**ACTION ITEM:** What you return must match the records character for character.

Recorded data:
-------
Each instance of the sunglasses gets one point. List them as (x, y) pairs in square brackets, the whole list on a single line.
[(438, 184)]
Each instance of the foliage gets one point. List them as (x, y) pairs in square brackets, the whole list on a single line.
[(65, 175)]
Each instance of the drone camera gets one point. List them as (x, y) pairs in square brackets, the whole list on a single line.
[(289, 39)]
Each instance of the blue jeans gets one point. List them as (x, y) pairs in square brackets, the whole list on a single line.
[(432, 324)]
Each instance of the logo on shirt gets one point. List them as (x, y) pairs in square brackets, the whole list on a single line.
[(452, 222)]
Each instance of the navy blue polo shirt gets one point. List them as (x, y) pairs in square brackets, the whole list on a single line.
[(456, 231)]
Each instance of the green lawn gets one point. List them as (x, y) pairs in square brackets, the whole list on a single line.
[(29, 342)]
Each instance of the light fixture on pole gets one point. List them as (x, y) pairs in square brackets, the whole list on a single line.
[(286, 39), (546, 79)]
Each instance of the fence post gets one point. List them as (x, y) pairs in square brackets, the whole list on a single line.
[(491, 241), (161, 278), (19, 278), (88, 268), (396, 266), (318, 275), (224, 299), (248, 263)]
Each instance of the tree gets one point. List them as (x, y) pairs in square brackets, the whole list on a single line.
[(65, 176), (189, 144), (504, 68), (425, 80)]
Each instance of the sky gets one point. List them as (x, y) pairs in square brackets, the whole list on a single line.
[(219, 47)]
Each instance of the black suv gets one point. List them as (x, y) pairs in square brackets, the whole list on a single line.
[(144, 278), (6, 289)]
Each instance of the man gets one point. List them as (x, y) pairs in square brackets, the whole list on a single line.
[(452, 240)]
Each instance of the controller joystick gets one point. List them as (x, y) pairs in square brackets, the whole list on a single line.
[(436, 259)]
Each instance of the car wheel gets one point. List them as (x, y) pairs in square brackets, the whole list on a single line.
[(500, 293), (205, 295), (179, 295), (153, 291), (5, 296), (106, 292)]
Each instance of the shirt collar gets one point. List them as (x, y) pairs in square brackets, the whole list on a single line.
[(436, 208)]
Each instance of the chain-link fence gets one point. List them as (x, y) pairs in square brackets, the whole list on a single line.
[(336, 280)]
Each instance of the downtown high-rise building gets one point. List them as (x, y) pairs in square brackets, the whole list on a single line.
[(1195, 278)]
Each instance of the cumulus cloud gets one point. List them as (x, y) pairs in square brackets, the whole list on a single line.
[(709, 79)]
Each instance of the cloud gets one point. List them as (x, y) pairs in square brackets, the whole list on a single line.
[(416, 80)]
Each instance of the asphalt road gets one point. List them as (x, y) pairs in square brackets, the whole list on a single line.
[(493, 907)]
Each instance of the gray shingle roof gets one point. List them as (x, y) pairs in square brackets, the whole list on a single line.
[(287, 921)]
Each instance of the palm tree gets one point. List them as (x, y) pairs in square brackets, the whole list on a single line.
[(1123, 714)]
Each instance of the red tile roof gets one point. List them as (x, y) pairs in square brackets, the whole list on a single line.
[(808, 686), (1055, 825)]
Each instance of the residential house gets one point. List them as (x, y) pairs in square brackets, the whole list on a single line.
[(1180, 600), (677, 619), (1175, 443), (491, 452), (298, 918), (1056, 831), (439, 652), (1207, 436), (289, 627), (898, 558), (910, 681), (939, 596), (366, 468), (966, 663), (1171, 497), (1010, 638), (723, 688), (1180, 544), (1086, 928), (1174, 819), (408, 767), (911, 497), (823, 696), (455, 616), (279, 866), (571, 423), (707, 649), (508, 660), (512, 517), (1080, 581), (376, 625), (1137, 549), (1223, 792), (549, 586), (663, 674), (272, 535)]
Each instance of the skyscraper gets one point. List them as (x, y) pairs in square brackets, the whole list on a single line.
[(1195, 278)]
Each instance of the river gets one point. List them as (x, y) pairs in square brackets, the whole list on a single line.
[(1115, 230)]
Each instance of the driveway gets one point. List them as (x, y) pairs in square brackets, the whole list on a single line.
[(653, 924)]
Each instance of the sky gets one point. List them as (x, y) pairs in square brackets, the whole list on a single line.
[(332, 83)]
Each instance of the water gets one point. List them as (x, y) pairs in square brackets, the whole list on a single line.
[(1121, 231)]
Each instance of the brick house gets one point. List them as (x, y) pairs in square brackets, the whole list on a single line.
-------
**REPLY:**
Each instance of the sunglasses gets one point. List them as (x, y) pairs in square brackets, the whole list on a single line.
[(438, 184)]
Each instance of the foliage gets one point. List them as (x, y) pairs in square brackets, the whole list on a single line.
[(65, 175)]
Each instance of the drone camera gets one point. List them as (x, y) pairs in square brackets, the whole list on a single line.
[(289, 39)]
Each instance of the blue jeans gets one point. List them as (x, y) pairs in square brackets, the whole list on a single line.
[(432, 324)]
Each instance of the logo on shirt gets one point. List them as (x, y) pairs in square brackets, the whole list on a single line.
[(452, 222)]
Each instance of the navy blue polo shirt gets one point. List them as (x, y) pairs in square brackets, the whole list on a single line.
[(456, 231)]
Each instance of the green lawn gets one point. List them as (x, y) pairs in square brackets, the whole list on a single line.
[(29, 342)]
Each instance of the light fixture on pole gets one point. List them as (x, y) pairs in square brackets, the whole list on a single line.
[(286, 39), (546, 79)]
Each instance of the fence post gets one point. List them as (x, y) pairs in square brackets, the whole list on a single line.
[(491, 241), (161, 278), (19, 278), (88, 268), (396, 266), (318, 275), (224, 299), (248, 263)]
Each instance of the tree gets one point. List them as (x, y) pairs in square brackets, the whole list on a single line.
[(65, 176), (189, 144), (504, 68), (425, 80)]
Each instance of the sky gets one point. List them as (x, y) pairs in square brackets, the whole list on a single line.
[(219, 47)]
Each instance of the black suv gets one point. List them as (x, y) pairs in square brackets, the whole list on a single line.
[(144, 278), (6, 289)]
Each instance of the man gets one point. List them as (x, y) pairs in square brackets, the whole list on a single line.
[(452, 240)]
Each instance of the controller joystick gets one point. List them as (x, y) pairs in square brackets, the whole list on a single line.
[(436, 259)]
Each instance of the car wheel gets one point. List them as (x, y) pairs in square brackets, the whole list on a single line.
[(500, 293), (205, 295), (179, 295), (153, 291), (5, 296), (106, 292)]
Each instance of the shirt collar gets one point. List them as (x, y) pairs in square brackets, the whole list on a single line.
[(436, 208)]
Each instance of the chain-link fence gets one point. List them as (x, y) pairs in square brackets, the whole list on a single line.
[(336, 280)]
Each instance of the downtown high-rise building gets one point. List them as (x, y) pairs in square brackets, the whole list on a single line.
[(1195, 278)]
Each instance of the cumulus cloud gets one point. List them as (x, y) pairs in square brackets, the whole list on a single line.
[(709, 79)]
Each instance of the cloud gets one point. List them as (x, y) pairs in square brackets, the whole list on a single line.
[(416, 80)]
Each instance of the asphalt road gets one point. List them as (x, y) pairs in square brackets, the whole list on a single line.
[(493, 907)]
Each instance of the gray shingle roof gets one point. List them as (x, y) pairs in square brackets, the whole list on a single line.
[(287, 921)]
Each instance of the palm tree gets one point. List them as (x, y) pairs in square brackets, the whole list on a single line.
[(1123, 714)]
Each instance of the red tile roof gets one point. List them as (x, y) pairs in square brackets, the whole list on a single line.
[(808, 686), (1055, 825)]
Each instance of the residential house gets one point. List them as (x, y) pairs in square brackets, the whole list on a single line.
[(1180, 600), (677, 619), (1175, 443), (491, 452), (298, 918), (1056, 831), (439, 652), (1207, 436), (289, 627), (898, 558), (910, 681), (939, 596), (366, 468), (966, 663), (1171, 497), (1010, 638), (723, 688), (1180, 544), (1086, 928), (1174, 819), (408, 767), (911, 497), (823, 696), (455, 616), (279, 866), (571, 423), (707, 649), (508, 660), (512, 517), (1080, 581), (376, 625), (1137, 549), (1223, 792), (549, 586), (663, 674), (272, 535)]
Each instance of the skyscraper gets one point. List them as (x, y) pairs in square brackets, the whole list on a single line.
[(1195, 278)]
Each instance of the river gets one point. List them as (x, y) pairs in square brackets, the whole list on a single line.
[(1115, 230)]
Each instance of the driveway gets one point. List them as (x, y) pairs in square brackets, the whole list on a single line.
[(653, 924)]
Each instance of the sky gets one point. List them as (x, y) pairs in square brackets, the whole list on a single line.
[(332, 83)]
Each instance of the water gets one point. List them as (x, y) pairs in square brackets, the whole list on a single line.
[(1121, 231)]
Each instance of the brick house gets one point. List them as (x, y) pairs in square brackets, the whole list on a single line.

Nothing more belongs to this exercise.